» **Aim of the exercise**
The range starts at the line containing "Target: tall light pole" and ends at the last line of the records below. Reproduce those lines exactly.

» **Dataset items**
----------------------------------------
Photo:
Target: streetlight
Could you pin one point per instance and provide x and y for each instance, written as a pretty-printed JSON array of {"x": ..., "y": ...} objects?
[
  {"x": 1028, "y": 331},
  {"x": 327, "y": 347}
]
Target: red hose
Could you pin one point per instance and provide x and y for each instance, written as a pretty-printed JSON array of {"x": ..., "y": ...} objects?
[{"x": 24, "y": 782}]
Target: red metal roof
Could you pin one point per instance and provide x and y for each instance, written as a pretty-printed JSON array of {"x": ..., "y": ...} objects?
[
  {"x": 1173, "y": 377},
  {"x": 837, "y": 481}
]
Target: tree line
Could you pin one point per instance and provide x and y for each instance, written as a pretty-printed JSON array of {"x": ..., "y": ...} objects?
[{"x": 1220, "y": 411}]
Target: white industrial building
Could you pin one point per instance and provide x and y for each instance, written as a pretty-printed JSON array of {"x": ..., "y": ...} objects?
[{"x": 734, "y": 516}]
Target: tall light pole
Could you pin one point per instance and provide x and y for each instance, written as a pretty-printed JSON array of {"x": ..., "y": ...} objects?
----------------------------------------
» **Exercise result**
Target: tall light pole
Could you pin one point per instance and provide x and y for each instance, written as a pretty-printed JSON array of {"x": ..., "y": ...} objects?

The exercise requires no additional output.